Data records
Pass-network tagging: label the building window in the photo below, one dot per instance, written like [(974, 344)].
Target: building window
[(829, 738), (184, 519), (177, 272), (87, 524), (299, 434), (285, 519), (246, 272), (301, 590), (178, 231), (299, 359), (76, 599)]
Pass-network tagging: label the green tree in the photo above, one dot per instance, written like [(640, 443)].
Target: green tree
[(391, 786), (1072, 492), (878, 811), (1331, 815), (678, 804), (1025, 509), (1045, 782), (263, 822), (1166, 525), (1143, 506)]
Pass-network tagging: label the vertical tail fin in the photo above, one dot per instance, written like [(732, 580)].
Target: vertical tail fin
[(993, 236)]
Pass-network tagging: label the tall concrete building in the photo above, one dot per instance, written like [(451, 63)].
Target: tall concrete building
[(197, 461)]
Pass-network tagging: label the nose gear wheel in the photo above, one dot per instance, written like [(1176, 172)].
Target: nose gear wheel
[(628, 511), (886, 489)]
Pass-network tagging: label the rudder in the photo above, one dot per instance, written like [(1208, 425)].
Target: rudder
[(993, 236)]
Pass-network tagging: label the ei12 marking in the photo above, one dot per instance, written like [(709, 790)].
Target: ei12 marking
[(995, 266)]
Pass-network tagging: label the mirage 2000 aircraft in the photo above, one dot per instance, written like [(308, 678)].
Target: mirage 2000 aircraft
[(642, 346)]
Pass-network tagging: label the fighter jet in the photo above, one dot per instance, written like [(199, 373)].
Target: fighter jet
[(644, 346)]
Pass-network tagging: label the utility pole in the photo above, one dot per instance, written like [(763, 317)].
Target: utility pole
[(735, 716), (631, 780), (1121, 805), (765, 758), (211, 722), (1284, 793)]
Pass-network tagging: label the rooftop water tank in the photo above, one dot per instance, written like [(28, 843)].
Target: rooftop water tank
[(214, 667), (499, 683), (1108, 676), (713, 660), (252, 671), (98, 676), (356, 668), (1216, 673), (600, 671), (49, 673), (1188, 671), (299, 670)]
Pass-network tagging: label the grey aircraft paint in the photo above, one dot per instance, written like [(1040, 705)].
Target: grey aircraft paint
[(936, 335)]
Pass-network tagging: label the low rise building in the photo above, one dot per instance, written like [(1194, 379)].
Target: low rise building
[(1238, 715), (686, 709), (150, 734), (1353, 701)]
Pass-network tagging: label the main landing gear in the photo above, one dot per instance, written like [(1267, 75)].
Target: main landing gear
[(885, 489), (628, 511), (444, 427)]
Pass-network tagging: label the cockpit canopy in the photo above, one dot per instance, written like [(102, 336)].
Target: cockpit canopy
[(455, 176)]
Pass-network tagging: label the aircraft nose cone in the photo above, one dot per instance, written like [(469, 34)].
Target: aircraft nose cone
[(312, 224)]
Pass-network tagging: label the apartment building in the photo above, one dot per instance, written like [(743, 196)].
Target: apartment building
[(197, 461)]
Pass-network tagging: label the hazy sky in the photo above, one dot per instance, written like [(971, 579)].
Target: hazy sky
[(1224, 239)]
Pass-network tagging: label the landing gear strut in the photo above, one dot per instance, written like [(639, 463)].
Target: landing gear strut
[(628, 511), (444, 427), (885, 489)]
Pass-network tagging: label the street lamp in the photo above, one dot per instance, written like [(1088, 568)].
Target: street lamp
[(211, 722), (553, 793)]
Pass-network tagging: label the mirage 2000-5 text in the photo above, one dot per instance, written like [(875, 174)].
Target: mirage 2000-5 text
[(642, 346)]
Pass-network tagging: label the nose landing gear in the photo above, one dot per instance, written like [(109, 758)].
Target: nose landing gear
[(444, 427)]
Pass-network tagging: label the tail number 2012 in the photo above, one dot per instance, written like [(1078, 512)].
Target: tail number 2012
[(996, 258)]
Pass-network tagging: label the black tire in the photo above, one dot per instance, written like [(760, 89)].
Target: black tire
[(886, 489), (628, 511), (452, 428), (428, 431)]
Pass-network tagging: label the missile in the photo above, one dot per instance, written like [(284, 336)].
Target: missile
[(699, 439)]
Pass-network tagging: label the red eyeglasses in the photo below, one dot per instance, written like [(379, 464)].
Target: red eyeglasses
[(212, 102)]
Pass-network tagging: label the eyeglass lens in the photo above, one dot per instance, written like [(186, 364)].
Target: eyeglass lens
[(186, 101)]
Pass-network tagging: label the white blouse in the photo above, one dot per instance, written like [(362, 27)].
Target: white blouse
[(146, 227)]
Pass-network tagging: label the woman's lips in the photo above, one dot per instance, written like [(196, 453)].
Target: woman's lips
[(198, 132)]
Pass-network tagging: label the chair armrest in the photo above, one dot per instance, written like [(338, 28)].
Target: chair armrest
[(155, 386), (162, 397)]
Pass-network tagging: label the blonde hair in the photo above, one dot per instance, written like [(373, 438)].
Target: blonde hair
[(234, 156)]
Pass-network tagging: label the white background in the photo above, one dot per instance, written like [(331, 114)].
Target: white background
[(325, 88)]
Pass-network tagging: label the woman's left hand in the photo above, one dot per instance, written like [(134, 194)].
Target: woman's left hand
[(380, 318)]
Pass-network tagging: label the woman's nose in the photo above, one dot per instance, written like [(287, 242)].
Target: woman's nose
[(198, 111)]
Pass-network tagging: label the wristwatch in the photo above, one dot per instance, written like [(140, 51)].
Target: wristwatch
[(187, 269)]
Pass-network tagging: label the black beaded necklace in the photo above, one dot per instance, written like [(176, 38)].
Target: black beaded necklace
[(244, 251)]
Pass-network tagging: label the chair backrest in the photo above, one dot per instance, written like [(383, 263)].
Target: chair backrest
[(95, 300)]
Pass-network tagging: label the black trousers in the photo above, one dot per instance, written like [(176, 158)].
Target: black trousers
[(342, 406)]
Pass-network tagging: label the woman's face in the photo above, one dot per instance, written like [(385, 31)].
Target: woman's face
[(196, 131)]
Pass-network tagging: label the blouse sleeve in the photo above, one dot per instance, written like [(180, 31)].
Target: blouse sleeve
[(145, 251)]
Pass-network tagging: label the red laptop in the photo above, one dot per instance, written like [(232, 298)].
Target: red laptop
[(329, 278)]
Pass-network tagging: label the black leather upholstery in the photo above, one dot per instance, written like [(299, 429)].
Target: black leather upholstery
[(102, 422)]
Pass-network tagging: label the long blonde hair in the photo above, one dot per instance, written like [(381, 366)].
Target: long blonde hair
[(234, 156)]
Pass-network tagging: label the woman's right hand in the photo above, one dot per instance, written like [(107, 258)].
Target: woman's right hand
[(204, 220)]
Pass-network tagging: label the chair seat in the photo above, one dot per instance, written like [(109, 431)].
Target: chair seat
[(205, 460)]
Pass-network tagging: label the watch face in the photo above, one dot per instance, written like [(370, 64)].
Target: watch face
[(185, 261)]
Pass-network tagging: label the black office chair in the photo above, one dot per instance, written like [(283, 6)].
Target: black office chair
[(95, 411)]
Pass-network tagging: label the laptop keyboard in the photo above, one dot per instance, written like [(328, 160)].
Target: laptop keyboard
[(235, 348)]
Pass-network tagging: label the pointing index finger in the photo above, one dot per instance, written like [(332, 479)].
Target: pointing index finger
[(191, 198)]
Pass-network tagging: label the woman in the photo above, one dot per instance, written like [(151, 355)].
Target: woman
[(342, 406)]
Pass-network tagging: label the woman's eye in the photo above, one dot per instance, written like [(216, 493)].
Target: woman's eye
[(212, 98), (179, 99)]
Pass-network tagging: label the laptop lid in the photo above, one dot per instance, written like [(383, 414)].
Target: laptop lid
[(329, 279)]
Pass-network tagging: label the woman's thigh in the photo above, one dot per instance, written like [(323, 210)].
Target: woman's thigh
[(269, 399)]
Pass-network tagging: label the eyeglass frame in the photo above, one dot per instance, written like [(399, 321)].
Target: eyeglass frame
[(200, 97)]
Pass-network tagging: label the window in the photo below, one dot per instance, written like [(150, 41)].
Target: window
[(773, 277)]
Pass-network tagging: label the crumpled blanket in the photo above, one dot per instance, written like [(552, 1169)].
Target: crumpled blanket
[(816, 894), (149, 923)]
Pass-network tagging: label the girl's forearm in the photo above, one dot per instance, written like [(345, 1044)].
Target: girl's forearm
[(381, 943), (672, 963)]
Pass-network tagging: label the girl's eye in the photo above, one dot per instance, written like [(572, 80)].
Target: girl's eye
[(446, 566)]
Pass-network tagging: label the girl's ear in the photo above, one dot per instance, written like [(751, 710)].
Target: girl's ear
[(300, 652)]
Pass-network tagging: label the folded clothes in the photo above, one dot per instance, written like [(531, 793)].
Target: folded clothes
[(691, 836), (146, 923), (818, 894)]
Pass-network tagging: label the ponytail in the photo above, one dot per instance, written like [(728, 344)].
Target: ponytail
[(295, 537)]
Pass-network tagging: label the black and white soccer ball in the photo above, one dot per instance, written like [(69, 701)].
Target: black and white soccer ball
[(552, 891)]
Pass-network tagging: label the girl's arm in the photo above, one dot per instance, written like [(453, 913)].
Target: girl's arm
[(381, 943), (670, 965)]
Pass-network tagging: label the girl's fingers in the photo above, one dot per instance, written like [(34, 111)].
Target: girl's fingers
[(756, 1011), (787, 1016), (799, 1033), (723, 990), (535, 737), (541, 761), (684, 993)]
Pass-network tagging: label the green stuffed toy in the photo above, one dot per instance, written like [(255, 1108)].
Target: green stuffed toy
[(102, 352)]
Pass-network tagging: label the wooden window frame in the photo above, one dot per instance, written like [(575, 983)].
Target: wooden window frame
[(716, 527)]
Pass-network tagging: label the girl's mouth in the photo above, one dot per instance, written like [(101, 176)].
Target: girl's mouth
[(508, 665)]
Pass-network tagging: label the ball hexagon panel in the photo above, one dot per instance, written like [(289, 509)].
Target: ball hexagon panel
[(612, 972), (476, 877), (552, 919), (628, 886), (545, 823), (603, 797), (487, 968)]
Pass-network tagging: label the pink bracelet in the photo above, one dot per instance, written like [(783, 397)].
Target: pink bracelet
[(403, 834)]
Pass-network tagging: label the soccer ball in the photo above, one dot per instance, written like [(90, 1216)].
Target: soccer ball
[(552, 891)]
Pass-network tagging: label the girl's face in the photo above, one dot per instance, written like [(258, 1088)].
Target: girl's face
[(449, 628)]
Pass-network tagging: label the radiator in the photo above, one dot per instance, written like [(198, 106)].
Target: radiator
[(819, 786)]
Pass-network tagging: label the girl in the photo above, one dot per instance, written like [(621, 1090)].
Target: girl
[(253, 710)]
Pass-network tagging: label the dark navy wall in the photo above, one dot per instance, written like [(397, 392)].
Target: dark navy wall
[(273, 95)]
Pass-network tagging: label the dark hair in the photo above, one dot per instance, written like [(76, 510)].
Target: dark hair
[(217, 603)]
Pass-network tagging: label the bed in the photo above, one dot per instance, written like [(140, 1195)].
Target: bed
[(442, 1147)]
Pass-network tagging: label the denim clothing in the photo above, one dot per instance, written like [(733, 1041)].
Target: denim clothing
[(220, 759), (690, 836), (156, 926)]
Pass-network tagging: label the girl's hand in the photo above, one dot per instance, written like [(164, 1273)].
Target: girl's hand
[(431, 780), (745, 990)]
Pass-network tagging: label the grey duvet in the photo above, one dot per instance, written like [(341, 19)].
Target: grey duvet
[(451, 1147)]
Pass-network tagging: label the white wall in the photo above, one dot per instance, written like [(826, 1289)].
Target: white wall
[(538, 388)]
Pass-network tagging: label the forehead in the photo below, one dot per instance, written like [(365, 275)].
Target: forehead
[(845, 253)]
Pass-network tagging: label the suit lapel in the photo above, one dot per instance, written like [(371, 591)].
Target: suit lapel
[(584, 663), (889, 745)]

WHAT YOU WILL DO
Your response should be made up of the lines in the data that contain the word "below".

SOLUTION FOR THIS TASK
Pass-network tagging: label the building window in the photo below, one dot per instance, written like [(974, 344)].
Pass-network tagging: label the red eyeglasses in the photo below, one dot per instance, written like [(379, 464)].
Pass-network tagging: label the window in the photo below, one dot per instance, written like [(150, 41)].
Pass-network tagging: label the forehead in the photo below, one dot per instance, written like [(365, 275)].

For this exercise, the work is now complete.